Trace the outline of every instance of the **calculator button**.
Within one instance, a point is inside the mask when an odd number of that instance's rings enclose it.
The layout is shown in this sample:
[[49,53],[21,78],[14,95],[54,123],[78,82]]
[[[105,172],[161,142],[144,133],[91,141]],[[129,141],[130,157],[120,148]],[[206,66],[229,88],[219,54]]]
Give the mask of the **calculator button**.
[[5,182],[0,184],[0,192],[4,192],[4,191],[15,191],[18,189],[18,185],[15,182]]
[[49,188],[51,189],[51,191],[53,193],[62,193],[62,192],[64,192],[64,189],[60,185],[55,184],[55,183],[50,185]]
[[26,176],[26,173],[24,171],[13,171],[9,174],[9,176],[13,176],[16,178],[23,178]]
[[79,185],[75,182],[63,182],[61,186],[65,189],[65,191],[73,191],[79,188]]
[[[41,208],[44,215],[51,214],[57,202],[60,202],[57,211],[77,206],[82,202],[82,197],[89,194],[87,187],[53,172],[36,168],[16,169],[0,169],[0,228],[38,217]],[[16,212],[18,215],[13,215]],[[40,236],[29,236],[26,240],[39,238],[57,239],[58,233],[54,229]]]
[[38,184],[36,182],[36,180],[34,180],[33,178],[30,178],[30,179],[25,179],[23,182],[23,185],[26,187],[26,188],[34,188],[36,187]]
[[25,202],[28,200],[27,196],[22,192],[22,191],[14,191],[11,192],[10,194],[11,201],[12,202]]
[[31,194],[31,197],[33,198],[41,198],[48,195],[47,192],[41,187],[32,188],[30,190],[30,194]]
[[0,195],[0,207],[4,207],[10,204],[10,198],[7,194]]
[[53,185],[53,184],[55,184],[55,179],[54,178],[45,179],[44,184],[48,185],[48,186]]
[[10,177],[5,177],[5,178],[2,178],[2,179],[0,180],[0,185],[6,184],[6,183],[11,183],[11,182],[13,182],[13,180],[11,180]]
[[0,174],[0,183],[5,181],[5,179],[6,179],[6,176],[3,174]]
- - - -
**YOUR INSTRUCTIONS**
Take every line from the listing above that includes the word "instance" and copy it.

**ANSWER TO THE PROBLEM**
Trace the outline of every instance of the **calculator button**.
Within one instance, a point is inside the mask when an odd number of that instance's rings enclose it.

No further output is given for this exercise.